-- DOCUMENT EXCERPT --
-----
1. Install

pip install claw-bench

Or from source: git clone https://github.com/claw-bench/claw-bench.git && cd claw-bench && pip install -e .

2. Configure your LLM provider

export OPENAI_COMPAT_BASE_URL="https://cloud.infini-ai.com/maas/v1"
export OPENAI_COMPAT_API_KEY="your-api-key"

Works with any OpenAI-compatible API: Infini-AI, OpenRouter, Together, local vLLM, etc.

3. Run a benchmark

Smoke test (4 tasks, ~1 min)

claw-bench run -m deepseek-v3 -t file-001,code-002,cal-001,file-003 -n 1

Test a domain (15 tasks)

claw-bench run -m gemini-2.5-pro -t code-assistance

Full benchmark (210 tasks)
-----
-- RECORDS SUPPLIED --
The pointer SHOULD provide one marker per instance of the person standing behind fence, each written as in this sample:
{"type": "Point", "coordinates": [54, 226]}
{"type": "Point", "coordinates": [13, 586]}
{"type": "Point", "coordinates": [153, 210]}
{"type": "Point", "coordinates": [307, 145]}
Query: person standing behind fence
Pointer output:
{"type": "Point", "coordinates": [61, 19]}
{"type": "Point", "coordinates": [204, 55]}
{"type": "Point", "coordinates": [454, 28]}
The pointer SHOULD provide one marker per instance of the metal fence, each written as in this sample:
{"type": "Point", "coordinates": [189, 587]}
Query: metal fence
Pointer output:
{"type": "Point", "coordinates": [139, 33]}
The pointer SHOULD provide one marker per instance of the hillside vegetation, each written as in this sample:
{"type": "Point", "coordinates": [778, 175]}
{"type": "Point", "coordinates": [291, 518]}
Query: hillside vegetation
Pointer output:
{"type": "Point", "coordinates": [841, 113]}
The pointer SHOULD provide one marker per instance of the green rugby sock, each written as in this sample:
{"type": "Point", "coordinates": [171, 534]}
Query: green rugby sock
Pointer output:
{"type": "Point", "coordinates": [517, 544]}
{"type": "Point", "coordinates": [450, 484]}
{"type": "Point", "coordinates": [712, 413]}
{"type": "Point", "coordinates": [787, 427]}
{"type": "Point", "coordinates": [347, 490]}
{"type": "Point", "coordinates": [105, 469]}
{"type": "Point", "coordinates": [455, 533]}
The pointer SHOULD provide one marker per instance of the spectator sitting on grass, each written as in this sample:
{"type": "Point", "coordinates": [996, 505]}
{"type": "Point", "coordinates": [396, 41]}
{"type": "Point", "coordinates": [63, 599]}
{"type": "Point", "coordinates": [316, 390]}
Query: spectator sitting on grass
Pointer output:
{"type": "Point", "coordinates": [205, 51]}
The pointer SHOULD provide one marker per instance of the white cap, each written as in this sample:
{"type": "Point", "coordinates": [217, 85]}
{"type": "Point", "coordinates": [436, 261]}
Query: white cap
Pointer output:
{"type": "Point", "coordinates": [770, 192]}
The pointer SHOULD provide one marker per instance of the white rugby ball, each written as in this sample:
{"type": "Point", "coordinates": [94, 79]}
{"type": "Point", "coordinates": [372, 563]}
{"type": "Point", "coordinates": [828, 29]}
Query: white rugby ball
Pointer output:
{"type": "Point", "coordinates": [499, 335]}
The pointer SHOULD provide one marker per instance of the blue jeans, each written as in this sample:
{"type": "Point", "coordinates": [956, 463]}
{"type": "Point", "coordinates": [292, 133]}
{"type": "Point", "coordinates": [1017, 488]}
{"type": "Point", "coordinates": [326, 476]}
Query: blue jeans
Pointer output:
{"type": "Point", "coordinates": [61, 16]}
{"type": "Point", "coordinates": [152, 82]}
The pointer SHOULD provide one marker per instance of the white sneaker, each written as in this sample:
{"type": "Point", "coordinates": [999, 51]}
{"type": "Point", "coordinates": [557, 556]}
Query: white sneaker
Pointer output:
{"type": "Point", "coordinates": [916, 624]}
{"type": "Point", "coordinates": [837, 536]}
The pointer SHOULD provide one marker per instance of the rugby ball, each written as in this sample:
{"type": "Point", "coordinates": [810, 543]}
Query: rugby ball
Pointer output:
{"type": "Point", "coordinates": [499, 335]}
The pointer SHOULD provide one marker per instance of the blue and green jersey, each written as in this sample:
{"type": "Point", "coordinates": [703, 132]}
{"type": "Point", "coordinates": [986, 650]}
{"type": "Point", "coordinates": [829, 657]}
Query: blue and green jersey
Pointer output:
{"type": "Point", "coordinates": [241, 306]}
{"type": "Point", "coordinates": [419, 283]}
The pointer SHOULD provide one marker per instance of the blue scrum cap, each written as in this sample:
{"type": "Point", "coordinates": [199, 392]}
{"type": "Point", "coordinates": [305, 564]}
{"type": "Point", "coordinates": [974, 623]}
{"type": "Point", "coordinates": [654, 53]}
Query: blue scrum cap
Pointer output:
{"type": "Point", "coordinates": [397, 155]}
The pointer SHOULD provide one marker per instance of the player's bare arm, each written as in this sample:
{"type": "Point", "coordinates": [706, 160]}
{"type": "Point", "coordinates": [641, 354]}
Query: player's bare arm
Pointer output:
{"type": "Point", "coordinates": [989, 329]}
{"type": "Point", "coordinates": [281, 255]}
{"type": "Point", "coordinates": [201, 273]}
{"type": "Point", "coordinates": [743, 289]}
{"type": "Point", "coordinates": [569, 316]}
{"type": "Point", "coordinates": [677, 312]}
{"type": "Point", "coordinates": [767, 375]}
-----
-- WHAT IS EXPECTED --
Please output the passage of the claw-bench setup instructions above between "Works with any" and "benchmark (210 tasks)", inclusive.

-- SOLUTION TO THE PROBLEM --
Works with any OpenAI-compatible API: Infini-AI, OpenRouter, Together, local vLLM, etc.

3. Run a benchmark

Smoke test (4 tasks, ~1 min)

claw-bench run -m deepseek-v3 -t file-001,code-002,cal-001,file-003 -n 1

Test a domain (15 tasks)

claw-bench run -m gemini-2.5-pro -t code-assistance

Full benchmark (210 tasks)